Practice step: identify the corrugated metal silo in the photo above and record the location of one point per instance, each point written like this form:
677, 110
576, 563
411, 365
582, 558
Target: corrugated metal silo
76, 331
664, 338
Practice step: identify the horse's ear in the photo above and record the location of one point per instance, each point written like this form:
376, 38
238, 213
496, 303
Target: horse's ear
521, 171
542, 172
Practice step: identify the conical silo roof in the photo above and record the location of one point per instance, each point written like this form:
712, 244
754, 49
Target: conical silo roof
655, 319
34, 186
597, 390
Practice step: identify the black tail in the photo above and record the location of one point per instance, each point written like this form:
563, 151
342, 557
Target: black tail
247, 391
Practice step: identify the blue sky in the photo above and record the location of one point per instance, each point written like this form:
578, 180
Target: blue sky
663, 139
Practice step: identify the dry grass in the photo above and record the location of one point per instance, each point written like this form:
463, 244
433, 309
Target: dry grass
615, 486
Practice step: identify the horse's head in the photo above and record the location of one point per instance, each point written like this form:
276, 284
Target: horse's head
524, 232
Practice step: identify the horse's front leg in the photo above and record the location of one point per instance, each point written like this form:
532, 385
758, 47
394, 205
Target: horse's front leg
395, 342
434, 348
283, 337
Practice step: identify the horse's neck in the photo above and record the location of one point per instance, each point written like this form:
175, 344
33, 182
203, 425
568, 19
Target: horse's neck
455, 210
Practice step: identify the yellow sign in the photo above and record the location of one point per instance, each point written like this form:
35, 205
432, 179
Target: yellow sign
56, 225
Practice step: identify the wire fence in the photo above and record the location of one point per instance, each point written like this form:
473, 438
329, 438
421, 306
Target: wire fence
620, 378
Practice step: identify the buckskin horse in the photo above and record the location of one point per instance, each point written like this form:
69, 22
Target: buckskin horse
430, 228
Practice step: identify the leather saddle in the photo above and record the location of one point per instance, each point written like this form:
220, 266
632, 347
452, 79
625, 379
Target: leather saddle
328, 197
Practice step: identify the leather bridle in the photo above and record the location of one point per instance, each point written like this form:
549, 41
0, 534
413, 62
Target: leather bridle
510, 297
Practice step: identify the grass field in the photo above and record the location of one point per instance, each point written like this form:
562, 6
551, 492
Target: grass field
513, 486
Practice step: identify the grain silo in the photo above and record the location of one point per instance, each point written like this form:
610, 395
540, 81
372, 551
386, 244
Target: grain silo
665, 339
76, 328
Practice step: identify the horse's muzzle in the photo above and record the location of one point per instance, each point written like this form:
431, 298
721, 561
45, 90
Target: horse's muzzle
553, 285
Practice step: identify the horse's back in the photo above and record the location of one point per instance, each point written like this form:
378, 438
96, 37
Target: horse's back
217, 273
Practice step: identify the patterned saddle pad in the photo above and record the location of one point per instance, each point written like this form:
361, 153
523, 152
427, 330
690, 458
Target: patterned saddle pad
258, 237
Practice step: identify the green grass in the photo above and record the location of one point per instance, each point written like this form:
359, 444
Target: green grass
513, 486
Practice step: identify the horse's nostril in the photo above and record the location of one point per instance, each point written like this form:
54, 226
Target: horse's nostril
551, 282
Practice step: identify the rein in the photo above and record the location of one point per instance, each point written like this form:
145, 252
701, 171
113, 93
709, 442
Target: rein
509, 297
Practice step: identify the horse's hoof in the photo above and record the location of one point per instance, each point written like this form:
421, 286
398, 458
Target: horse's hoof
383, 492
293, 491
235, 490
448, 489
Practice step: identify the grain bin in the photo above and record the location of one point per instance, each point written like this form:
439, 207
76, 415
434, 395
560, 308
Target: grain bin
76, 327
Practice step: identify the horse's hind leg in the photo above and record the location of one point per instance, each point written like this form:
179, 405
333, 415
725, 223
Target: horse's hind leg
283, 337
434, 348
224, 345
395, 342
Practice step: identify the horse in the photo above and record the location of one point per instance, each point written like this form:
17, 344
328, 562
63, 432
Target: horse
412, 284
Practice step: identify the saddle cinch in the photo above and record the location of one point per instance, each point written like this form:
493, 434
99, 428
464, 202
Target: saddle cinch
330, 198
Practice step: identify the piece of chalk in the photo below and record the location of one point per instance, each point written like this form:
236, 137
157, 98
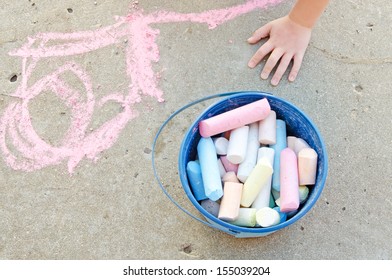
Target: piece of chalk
256, 181
283, 216
266, 217
266, 152
289, 186
230, 177
211, 207
209, 168
221, 144
230, 203
272, 202
303, 194
267, 129
307, 166
275, 194
236, 150
222, 170
195, 180
299, 145
246, 217
263, 199
291, 142
228, 165
252, 147
281, 143
235, 118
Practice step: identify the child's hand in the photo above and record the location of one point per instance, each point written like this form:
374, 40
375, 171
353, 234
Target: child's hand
287, 41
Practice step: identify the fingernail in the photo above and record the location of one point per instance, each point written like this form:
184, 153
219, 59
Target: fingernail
264, 75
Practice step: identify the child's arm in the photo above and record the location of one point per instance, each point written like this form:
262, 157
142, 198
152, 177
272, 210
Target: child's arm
289, 37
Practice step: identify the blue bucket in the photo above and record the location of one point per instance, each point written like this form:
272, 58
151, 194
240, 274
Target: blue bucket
297, 123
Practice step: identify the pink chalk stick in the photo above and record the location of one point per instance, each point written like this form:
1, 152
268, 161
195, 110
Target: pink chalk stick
307, 166
289, 184
230, 204
228, 165
235, 118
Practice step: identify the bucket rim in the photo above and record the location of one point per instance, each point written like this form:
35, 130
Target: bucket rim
234, 228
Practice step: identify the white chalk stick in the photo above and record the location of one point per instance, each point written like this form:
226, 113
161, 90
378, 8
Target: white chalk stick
236, 150
266, 152
291, 142
266, 217
195, 178
228, 165
246, 217
230, 177
221, 144
264, 196
267, 129
281, 143
289, 186
307, 166
246, 166
230, 203
299, 145
255, 181
222, 170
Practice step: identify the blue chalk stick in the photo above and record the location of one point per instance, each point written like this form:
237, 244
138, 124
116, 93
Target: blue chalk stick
283, 216
195, 180
281, 143
209, 168
211, 207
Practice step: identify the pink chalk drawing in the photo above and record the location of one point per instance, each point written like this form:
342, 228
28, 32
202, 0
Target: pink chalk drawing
21, 146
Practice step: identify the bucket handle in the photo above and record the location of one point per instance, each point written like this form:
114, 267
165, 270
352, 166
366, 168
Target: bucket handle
230, 231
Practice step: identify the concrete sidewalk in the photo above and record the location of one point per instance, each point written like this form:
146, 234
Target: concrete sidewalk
103, 202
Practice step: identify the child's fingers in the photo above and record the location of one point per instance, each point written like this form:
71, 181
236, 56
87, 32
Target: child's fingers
271, 62
260, 33
284, 63
296, 66
260, 54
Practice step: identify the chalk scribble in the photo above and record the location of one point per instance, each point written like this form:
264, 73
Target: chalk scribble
23, 149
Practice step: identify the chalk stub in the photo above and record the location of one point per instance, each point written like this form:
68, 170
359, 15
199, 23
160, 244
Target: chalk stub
266, 217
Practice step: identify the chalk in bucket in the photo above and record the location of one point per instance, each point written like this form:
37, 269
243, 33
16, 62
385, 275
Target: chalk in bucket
297, 124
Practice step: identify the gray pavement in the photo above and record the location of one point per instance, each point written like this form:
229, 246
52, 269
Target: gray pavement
111, 206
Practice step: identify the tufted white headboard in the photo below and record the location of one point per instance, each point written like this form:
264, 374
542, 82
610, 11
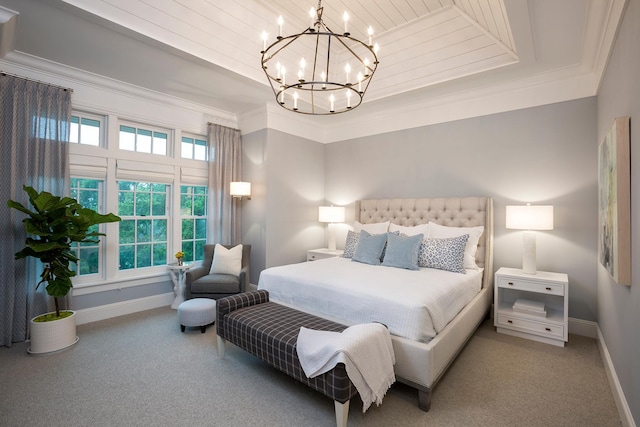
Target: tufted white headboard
450, 211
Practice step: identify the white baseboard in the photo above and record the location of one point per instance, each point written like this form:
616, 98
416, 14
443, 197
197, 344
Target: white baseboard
618, 395
585, 328
108, 311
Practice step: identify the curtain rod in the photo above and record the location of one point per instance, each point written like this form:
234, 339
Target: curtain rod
4, 73
217, 124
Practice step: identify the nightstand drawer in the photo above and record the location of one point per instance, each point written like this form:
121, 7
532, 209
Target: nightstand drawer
531, 326
531, 286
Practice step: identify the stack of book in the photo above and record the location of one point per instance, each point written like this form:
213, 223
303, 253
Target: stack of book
533, 308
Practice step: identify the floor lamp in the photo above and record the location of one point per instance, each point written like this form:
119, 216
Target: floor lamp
529, 218
331, 215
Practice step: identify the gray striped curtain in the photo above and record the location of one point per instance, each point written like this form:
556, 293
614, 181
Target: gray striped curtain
34, 130
225, 160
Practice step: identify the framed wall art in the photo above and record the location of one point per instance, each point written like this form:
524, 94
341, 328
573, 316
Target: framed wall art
614, 202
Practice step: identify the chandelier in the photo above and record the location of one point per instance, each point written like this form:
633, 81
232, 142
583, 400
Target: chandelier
317, 71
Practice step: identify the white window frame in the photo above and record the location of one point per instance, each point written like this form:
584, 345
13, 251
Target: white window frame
90, 116
150, 128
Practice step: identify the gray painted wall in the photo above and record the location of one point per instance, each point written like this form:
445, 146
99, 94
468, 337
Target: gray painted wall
619, 306
542, 155
281, 219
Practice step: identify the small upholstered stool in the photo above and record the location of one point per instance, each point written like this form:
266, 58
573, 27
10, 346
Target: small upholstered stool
197, 312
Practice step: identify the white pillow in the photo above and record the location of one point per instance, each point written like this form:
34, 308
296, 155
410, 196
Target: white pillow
410, 231
375, 228
438, 231
227, 261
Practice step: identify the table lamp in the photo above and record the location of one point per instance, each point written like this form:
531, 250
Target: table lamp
529, 218
331, 215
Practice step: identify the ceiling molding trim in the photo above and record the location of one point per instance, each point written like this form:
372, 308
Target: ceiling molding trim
602, 48
518, 95
34, 67
8, 28
274, 117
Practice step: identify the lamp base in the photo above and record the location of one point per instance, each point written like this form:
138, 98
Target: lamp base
332, 237
529, 252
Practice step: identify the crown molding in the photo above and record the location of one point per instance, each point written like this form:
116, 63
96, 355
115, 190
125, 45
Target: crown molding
84, 85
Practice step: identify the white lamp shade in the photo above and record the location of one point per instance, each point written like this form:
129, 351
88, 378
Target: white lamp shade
331, 214
240, 189
529, 217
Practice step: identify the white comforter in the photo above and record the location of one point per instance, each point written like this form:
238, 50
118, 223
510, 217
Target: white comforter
412, 304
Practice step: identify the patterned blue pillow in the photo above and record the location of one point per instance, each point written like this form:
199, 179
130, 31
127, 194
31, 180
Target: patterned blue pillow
350, 244
443, 254
369, 248
402, 251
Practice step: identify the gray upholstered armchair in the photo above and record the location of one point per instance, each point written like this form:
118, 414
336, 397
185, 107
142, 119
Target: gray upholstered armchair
200, 284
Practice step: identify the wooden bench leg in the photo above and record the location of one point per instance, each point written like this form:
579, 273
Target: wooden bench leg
342, 413
221, 347
424, 400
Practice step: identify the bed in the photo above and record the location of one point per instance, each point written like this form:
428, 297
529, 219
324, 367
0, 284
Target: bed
426, 336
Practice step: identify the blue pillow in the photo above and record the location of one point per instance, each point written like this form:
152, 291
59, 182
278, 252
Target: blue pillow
350, 244
443, 254
369, 248
402, 251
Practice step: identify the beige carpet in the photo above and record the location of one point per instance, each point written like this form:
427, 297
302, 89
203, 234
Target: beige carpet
140, 370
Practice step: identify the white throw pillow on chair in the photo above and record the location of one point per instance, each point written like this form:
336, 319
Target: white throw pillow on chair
226, 261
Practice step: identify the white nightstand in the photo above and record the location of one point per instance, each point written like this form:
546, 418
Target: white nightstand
542, 312
316, 254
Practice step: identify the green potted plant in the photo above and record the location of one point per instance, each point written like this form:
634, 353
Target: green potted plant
52, 227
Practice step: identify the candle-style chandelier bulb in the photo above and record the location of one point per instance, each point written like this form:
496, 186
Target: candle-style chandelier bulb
334, 72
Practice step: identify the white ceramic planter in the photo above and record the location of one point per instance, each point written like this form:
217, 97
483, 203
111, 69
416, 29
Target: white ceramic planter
47, 337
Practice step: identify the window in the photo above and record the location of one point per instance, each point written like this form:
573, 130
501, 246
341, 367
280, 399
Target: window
87, 192
85, 129
194, 148
193, 214
143, 229
143, 140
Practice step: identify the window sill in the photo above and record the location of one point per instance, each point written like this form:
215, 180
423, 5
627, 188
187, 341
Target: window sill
120, 283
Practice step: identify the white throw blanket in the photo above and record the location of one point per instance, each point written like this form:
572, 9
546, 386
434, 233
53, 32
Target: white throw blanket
366, 351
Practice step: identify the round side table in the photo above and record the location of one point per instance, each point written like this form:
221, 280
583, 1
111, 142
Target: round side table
177, 273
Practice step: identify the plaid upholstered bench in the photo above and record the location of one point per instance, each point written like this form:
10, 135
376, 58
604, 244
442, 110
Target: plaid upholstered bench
269, 331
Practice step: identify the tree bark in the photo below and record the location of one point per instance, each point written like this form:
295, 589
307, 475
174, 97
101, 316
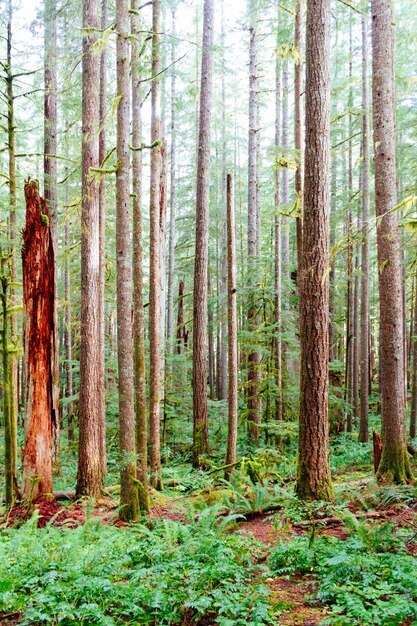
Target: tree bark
313, 478
128, 487
394, 464
139, 318
223, 352
172, 195
102, 221
277, 251
10, 382
154, 258
366, 173
232, 327
413, 409
38, 265
298, 128
51, 198
90, 467
200, 409
253, 357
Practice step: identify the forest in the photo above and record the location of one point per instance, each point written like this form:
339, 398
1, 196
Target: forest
208, 312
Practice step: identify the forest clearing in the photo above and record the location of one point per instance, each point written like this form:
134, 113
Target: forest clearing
208, 321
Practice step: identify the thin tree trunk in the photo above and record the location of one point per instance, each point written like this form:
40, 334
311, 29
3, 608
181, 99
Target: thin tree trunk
69, 384
253, 357
51, 197
394, 464
154, 260
38, 265
139, 325
413, 410
180, 317
277, 251
128, 487
171, 266
211, 361
10, 380
223, 352
284, 177
232, 327
314, 480
364, 338
90, 467
102, 221
200, 409
298, 128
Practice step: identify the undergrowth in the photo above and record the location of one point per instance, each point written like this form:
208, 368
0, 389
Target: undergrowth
171, 574
366, 579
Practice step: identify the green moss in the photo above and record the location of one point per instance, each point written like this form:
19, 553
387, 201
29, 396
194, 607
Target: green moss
319, 490
394, 466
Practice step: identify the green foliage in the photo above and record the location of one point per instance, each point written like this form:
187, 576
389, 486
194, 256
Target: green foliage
107, 576
367, 579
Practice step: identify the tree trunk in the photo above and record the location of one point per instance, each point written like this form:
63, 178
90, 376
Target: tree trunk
200, 409
277, 251
181, 331
223, 352
284, 176
394, 464
90, 467
38, 265
232, 327
253, 357
69, 384
139, 318
298, 128
51, 198
313, 479
154, 258
12, 327
128, 487
413, 409
172, 195
364, 337
102, 220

++++++

YOUR INSTRUCTIONS → Return, unchanged, each line from the line containing "Practice step: identify the undergrowth" through the last line of the material.

TASK RESULT →
Practice step: identify the undergrowth in the photo above and record the location of one point per instance, each point written like this form:
208, 368
0, 389
Target: undergrowth
171, 574
366, 579
Practice step: identify the green moss in the photo above and record the location of one point per instance, each point written like this form:
19, 553
387, 201
29, 396
194, 607
Target: green moss
319, 490
394, 466
Practice step: identify the green foliage in the photo above and record the location of one point per instance, each point written like this form:
187, 576
389, 486
194, 256
Target: green foliage
107, 576
367, 579
Practice step: identify the tree trunk in the photo above and record the location of one point per instance, each point written like this form:
63, 178
90, 376
Target: tree trunk
200, 409
277, 251
181, 331
223, 352
284, 176
394, 464
90, 467
38, 265
232, 327
253, 357
69, 384
139, 318
298, 128
51, 198
313, 479
154, 258
12, 327
128, 487
413, 409
172, 195
364, 337
102, 220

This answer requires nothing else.